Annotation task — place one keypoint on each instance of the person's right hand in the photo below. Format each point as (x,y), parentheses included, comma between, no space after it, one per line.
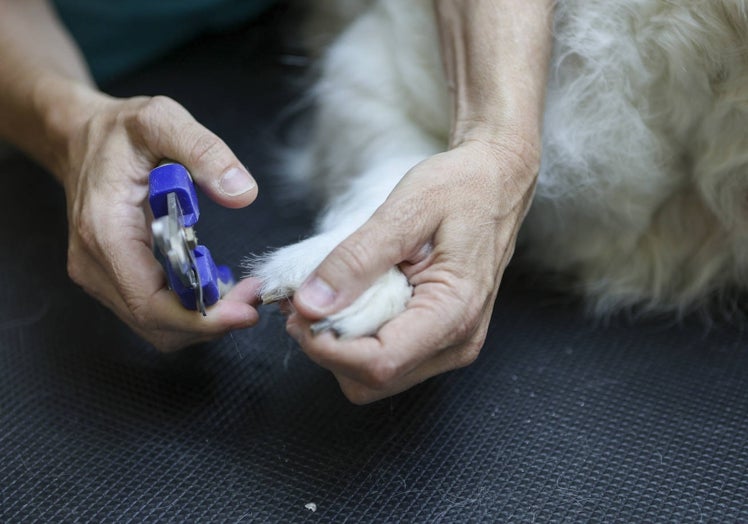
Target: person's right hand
(104,170)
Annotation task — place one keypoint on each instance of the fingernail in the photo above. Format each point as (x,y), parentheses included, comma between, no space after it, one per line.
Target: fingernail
(317,294)
(235,182)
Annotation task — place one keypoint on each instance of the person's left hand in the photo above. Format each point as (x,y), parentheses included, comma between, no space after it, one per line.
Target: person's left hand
(451,226)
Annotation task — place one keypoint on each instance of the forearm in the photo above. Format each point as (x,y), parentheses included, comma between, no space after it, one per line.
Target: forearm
(44,82)
(495,55)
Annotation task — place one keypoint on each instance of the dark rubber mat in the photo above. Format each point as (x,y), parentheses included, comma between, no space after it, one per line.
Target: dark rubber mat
(560,420)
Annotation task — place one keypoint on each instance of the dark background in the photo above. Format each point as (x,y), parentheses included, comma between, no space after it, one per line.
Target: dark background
(561,419)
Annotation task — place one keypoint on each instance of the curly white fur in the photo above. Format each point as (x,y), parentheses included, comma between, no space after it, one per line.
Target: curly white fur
(643,187)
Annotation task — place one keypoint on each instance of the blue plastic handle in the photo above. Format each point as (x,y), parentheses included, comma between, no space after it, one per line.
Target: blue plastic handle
(215,280)
(173,178)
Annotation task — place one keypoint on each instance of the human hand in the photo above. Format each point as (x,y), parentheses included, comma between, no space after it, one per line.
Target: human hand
(451,226)
(104,171)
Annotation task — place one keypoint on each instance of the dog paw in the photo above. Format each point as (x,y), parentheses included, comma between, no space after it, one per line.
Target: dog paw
(283,271)
(384,300)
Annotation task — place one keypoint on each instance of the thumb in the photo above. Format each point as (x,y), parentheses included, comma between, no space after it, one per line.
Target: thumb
(351,268)
(213,165)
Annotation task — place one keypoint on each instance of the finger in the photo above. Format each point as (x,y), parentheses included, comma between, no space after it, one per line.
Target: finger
(171,132)
(140,282)
(432,322)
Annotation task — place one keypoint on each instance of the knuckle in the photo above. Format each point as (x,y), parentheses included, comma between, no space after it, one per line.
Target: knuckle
(380,373)
(469,352)
(75,268)
(206,147)
(358,394)
(152,110)
(353,257)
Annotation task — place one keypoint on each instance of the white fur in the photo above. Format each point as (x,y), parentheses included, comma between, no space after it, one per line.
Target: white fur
(642,192)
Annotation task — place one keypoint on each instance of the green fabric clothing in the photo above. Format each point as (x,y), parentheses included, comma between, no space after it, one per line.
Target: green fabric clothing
(118,35)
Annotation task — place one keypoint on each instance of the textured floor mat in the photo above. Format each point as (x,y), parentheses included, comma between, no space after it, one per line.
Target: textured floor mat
(560,419)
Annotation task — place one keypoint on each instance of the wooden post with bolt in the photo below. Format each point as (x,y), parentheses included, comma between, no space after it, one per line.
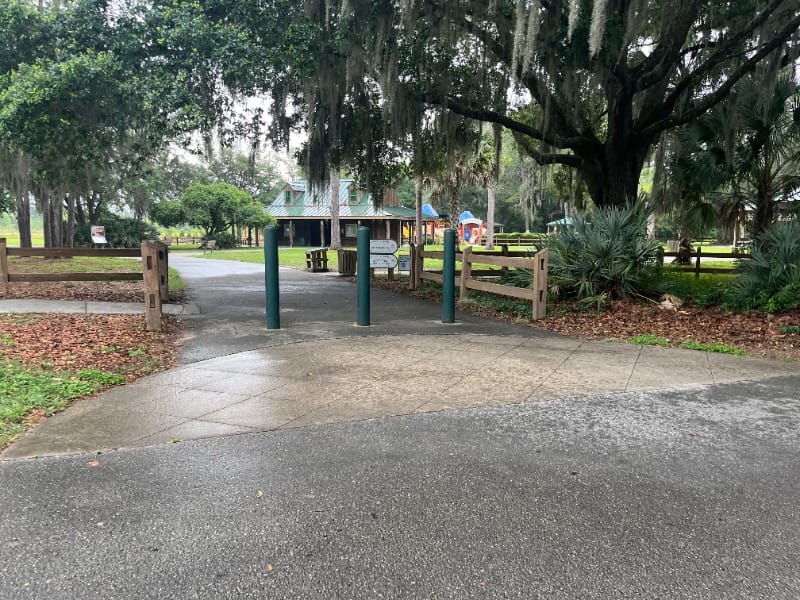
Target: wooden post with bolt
(152,286)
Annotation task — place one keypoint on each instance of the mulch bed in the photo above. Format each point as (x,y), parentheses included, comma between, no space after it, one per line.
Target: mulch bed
(756,333)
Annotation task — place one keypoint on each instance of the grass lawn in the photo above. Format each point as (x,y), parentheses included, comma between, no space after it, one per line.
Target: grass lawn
(28,394)
(86,264)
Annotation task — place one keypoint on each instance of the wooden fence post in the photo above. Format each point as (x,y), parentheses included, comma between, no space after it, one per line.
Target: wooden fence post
(162,251)
(412,265)
(539,308)
(152,294)
(697,264)
(466,270)
(4,267)
(419,265)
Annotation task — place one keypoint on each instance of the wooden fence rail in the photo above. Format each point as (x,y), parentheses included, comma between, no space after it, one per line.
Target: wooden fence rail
(468,277)
(697,255)
(154,272)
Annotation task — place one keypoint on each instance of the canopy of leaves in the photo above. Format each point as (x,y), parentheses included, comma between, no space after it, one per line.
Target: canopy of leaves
(771,277)
(604,258)
(216,207)
(586,84)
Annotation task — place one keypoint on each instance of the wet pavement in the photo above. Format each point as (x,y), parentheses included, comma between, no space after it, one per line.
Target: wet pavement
(408,459)
(238,377)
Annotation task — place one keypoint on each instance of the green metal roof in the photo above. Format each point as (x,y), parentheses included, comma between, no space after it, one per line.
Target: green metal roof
(307,204)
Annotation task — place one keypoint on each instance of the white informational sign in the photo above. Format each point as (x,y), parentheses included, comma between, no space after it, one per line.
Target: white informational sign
(382,261)
(98,233)
(382,246)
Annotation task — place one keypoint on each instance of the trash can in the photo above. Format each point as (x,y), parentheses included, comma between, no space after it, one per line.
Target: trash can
(347,262)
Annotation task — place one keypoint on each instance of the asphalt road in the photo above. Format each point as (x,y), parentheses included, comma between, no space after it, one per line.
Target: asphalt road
(671,494)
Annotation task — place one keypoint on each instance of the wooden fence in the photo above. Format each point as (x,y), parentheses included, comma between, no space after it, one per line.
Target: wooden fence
(154,271)
(470,278)
(697,255)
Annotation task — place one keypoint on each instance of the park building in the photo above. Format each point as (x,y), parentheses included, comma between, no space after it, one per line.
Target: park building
(304,215)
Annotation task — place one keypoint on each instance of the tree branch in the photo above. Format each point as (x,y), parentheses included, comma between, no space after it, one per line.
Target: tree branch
(545,158)
(722,91)
(723,51)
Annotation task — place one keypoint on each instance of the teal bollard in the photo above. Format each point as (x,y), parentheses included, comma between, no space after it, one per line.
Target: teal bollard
(271,277)
(449,278)
(362,272)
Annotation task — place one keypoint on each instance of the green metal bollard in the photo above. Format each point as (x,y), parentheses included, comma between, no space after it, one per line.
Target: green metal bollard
(449,278)
(271,277)
(362,272)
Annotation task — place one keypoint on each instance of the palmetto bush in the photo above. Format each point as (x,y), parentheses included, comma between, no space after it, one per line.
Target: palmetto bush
(771,277)
(604,256)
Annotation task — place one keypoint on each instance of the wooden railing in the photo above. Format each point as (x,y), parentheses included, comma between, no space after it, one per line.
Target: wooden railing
(469,278)
(154,271)
(518,240)
(697,255)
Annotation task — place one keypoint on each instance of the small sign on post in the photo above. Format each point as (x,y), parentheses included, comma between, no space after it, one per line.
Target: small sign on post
(152,292)
(98,234)
(382,261)
(382,246)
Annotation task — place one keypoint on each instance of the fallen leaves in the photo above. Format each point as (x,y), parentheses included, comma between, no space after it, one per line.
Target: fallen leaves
(756,333)
(71,342)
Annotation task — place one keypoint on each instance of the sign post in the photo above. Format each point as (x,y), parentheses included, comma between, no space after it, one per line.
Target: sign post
(271,277)
(362,277)
(449,278)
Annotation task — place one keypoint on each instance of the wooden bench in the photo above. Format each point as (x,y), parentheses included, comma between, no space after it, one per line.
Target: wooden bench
(317,260)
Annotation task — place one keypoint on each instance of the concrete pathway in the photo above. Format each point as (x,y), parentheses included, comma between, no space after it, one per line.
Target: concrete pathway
(515,464)
(237,377)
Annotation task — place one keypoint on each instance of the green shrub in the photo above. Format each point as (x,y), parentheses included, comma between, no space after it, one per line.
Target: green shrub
(770,279)
(648,339)
(225,240)
(712,347)
(607,258)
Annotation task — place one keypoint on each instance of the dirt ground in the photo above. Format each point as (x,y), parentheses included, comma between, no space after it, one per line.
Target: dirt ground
(758,334)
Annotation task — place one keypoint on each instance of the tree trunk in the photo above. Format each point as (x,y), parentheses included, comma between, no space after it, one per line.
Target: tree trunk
(765,208)
(490,200)
(611,170)
(336,233)
(418,208)
(613,179)
(24,219)
(44,207)
(69,237)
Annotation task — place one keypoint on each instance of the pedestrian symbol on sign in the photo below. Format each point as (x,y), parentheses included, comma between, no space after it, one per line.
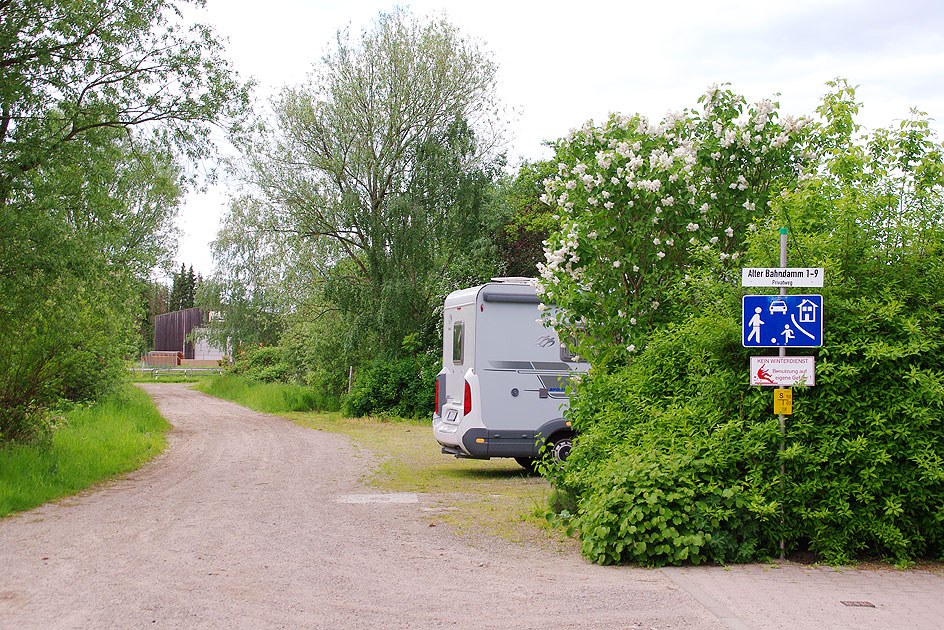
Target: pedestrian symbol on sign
(772,321)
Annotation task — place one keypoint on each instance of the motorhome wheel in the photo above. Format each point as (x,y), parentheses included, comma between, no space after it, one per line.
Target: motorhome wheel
(528,463)
(560,448)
.....
• Work required: Rescale the records starting at the line containing "of the pedestrian" and ending at the last line of the records. Give those lines again, requests included, with every point coordinate in the answers multiplied by 0.55 and rounded to a whole number, halves up, and leave out the pictures.

• Output:
Annotation task — place one keypoint on each instance of the pedestrian symbol on sign in the photo below. Format each point as (x,y), parentheses included, comma between, no space after it, one per line.
Target: pedestrian symbol on sign
(425,177)
Annotation task — place one keypoint on each instance of the motorhome wheel in the photo above. Format each point as (x,y), parentheses included, comma between, no space after it, one per line.
Target: motorhome wheel
(290,255)
(308,246)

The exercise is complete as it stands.